_Stored rows:_
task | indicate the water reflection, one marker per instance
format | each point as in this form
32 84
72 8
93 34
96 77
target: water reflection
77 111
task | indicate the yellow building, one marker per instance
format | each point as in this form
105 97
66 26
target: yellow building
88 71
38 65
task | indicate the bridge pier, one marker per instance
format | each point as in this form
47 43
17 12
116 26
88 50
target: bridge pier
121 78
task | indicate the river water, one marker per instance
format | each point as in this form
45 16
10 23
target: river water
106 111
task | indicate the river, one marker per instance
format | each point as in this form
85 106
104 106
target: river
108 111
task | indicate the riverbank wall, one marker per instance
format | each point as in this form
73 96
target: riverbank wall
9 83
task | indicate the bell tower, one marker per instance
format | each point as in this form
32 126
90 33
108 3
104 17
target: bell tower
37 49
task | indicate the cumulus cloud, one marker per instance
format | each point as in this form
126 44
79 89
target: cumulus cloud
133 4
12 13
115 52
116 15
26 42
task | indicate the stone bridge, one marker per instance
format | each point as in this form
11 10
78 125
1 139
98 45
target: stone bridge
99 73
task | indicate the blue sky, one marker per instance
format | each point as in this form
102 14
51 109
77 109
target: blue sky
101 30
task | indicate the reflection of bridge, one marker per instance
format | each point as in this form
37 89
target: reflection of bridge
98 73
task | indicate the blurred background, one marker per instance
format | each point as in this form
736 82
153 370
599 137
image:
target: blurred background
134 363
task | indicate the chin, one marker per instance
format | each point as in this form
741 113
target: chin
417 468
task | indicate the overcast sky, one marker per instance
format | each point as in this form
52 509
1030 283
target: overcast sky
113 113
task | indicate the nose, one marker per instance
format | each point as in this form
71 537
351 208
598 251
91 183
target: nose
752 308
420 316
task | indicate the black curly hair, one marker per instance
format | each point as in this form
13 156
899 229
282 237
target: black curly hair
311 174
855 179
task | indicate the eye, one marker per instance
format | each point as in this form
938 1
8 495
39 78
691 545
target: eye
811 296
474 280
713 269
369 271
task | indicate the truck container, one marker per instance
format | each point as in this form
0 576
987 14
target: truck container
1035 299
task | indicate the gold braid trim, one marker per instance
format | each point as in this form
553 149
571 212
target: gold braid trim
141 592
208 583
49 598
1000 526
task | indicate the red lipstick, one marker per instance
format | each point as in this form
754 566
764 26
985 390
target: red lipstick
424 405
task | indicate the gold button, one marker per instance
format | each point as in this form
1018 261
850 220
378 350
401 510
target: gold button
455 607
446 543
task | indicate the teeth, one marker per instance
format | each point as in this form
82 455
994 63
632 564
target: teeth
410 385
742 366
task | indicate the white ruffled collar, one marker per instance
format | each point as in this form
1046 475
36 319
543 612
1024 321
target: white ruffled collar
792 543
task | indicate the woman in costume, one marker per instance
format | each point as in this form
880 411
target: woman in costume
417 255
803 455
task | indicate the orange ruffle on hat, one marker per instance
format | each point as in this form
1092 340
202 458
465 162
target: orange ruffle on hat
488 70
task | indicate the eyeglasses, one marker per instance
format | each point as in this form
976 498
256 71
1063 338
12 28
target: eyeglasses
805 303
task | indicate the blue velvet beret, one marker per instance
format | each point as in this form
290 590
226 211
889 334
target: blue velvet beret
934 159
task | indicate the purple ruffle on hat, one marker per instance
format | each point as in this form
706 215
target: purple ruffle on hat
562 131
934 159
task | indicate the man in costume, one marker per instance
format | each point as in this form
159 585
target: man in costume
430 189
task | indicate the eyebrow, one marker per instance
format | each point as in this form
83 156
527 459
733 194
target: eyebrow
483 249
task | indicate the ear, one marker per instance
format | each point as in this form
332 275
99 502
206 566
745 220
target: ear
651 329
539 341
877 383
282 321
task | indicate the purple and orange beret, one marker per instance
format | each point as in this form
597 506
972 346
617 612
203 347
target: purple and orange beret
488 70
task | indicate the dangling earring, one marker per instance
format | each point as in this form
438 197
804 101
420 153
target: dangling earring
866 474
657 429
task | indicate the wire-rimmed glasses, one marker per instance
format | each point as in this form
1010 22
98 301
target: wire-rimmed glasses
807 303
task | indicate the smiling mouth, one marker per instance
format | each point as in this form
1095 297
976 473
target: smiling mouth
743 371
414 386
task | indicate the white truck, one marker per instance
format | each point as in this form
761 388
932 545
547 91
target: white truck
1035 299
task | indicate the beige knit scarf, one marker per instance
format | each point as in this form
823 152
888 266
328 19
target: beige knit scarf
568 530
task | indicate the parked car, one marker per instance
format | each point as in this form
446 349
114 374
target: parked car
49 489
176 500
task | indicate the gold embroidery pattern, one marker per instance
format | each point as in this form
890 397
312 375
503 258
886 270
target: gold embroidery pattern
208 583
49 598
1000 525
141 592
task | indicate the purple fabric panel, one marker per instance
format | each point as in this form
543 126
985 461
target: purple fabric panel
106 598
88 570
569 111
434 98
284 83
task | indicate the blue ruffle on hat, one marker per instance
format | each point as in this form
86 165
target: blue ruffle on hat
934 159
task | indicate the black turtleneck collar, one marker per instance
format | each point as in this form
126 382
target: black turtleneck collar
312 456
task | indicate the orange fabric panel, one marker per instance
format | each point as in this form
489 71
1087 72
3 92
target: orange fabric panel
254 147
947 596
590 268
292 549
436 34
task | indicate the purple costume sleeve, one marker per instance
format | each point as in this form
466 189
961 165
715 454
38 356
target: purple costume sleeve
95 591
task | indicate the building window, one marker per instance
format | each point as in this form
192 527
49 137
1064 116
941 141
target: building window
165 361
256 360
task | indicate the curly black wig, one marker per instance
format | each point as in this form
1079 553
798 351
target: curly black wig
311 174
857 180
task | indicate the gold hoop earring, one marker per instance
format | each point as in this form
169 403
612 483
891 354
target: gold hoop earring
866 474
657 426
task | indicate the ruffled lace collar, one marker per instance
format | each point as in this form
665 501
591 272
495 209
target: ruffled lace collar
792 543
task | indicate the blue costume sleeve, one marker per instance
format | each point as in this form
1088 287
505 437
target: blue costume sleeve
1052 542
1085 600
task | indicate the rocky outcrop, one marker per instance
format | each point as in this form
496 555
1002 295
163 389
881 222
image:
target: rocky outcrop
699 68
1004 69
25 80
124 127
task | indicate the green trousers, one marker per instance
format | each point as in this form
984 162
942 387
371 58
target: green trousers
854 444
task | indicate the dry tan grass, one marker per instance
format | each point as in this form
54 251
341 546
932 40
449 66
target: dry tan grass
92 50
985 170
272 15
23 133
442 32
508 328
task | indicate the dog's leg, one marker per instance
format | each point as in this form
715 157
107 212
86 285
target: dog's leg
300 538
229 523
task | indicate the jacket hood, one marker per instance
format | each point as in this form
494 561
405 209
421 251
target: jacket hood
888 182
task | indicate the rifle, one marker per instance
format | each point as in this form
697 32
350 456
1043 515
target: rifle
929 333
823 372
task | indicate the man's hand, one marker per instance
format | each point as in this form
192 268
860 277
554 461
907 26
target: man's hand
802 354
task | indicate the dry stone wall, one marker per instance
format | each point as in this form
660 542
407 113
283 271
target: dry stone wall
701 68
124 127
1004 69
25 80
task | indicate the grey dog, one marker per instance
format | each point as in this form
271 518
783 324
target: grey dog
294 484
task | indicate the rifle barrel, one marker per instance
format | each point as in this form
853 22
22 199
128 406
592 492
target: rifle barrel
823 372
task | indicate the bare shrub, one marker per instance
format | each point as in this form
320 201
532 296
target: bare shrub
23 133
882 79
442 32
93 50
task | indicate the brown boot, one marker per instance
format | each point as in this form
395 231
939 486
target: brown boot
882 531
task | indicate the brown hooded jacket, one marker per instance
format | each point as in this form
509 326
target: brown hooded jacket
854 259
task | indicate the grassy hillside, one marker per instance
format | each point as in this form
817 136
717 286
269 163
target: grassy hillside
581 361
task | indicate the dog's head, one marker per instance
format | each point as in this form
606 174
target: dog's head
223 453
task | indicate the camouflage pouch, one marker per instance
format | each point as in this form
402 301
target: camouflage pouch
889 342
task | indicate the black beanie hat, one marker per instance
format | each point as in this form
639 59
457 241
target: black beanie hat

_What is expected:_ Transcribe word for word the lines from the one holding "task | indicate the grey" to the last line of the listing above, inclusive.

_Answer to this task:_
task | indicate the grey dog, one marker per instance
format | each point as in this form
271 518
783 324
target: grey dog
294 484
task | indicate the rifle barrel, one marker per instance
format | each point as in this form
853 22
22 199
128 406
592 492
target: rifle barrel
823 372
task | indicate the bare shrub, one marker per instance
format | each point as in this form
320 201
532 296
target: bare shrub
23 133
882 79
442 32
93 50
task | indicate the brown boot, one marker per instance
format | each point as in this form
395 231
939 486
target: brown boot
882 531
task | indicate the brown hooded jacket, one marker per instance
format | each point as in this form
509 326
target: brown hooded jacket
854 259
task | indicate the grassy hillside, one marker per instance
format | each point as in this form
817 136
717 286
269 163
target: grassy hillside
581 361
task | indicate the dog's head, one marker per instance
format | each point as in this form
606 174
target: dog's head
223 453
task | indicate the camouflage pouch, one marker per instance
format | each point as in this form
402 301
target: camouflage pouch
889 342
task | indicate the black beanie hat, one marker per instance
format | each point as in this form
639 59
457 241
target: black beanie hat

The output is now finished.